▶ Work to complete
Would you restate all the data that follows, word for word?

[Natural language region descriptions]
----------

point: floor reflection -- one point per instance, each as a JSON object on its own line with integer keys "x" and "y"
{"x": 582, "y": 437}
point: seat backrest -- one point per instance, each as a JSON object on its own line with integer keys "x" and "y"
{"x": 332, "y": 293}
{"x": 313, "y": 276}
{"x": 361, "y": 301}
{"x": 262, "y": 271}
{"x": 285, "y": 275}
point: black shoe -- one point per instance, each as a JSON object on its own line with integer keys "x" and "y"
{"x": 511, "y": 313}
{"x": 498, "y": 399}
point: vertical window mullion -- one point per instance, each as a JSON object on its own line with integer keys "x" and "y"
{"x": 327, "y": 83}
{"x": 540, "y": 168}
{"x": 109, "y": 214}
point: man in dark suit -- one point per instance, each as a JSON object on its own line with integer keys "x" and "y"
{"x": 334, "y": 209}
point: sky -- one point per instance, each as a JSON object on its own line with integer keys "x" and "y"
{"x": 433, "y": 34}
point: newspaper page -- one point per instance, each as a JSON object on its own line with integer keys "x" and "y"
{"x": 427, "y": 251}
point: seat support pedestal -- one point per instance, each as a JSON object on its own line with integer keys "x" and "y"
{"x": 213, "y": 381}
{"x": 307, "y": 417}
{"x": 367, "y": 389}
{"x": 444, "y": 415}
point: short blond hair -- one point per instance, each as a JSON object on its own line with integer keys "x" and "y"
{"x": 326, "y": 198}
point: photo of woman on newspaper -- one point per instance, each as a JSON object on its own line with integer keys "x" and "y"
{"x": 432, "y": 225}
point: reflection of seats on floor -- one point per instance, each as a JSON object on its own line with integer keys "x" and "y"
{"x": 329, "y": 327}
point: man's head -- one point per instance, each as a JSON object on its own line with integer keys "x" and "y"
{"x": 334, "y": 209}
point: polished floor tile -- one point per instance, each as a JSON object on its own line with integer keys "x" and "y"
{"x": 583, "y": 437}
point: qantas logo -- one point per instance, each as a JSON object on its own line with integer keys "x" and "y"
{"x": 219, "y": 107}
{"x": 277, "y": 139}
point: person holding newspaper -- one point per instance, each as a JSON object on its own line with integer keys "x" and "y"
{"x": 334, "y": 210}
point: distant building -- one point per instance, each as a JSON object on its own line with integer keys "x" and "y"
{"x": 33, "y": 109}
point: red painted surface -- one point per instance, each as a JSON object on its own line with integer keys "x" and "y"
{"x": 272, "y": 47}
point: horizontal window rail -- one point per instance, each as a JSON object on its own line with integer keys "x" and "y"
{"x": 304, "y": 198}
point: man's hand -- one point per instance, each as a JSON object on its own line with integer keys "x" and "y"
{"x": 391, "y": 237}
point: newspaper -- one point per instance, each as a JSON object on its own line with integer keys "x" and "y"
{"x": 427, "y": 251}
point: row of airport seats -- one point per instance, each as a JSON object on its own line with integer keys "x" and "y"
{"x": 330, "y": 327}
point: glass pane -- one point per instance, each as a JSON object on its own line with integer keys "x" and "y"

----------

▶ Solution
point: floor reflection -- one point per instance, each as a JSON object on its own line with integer keys "x" and "y"
{"x": 582, "y": 437}
point: seat backrest -- one point per instance, each as a JSON object on its own line with integer keys "x" and "y"
{"x": 332, "y": 293}
{"x": 313, "y": 276}
{"x": 361, "y": 301}
{"x": 262, "y": 271}
{"x": 285, "y": 275}
point: black shoe -- one point per instance, each as a JSON object on its own line with integer keys "x" and "y"
{"x": 511, "y": 313}
{"x": 498, "y": 399}
point: vertical window mullion -- one point per instance, each as a JSON object on its own line with integer keys "x" and "y"
{"x": 327, "y": 83}
{"x": 540, "y": 168}
{"x": 109, "y": 214}
point: man in dark suit -- one point per instance, each as a JSON object on its own line with integer keys "x" and "y"
{"x": 334, "y": 209}
point: sky -- one point per instance, each as a JSON object on its own line with integer keys "x" and "y"
{"x": 433, "y": 34}
point: newspaper page -- one point per instance, each as a JSON object on its own line with integer keys "x" and "y"
{"x": 427, "y": 251}
point: seat support pedestal -- one point per instance, each as a JSON object on its own line with integer keys "x" and "y"
{"x": 213, "y": 381}
{"x": 307, "y": 417}
{"x": 367, "y": 389}
{"x": 444, "y": 415}
point: short blond hair -- one point per instance, each as a JSON object on its own line with integer keys "x" and "y"
{"x": 326, "y": 198}
point: photo of woman on newspaper -- one point per instance, each as a JSON object on its own line with integer keys "x" and "y"
{"x": 432, "y": 225}
point: reflection of seats on floor -- one point per instance, each as a JSON object on its own line with integer keys "x" and "y"
{"x": 329, "y": 327}
point: man's head -- one point per instance, each as a JSON object on its own line with integer keys "x" and "y"
{"x": 334, "y": 209}
point: polished floor tile -- one point per instance, each as a JSON object on its own line with integer keys "x" and "y"
{"x": 583, "y": 437}
point: qantas logo -- one point per instance, each as a JSON object on its own line with integer keys "x" and "y"
{"x": 219, "y": 107}
{"x": 277, "y": 139}
point: person holding newspaper -- one point per instance, each as a JSON object on its own line with integer keys "x" and "y"
{"x": 334, "y": 210}
point: distant building -- one point per instance, each as a JSON object on its own line with integer keys "x" and "y"
{"x": 33, "y": 109}
point: red painted surface -- one point per instance, each as a JSON object on its own line with integer keys "x" and "y"
{"x": 272, "y": 47}
point: horizontal window rail -- one point per instance, each as a JSON object on its own line with integer keys "x" and "y"
{"x": 304, "y": 198}
point: man's hand -- one point per instance, each as a JSON object on its own line with integer keys "x" and "y"
{"x": 391, "y": 237}
point: newspaper -- one point per instance, each as a JSON object on its own line with integer keys "x" and "y"
{"x": 427, "y": 251}
point: row of airport seats -- one point per instance, each as a JSON object on its own line with integer keys "x" and "y"
{"x": 330, "y": 327}
point: glass pane -- one point per instance, each as a JSON object on its own line with integer keys "x" and "y"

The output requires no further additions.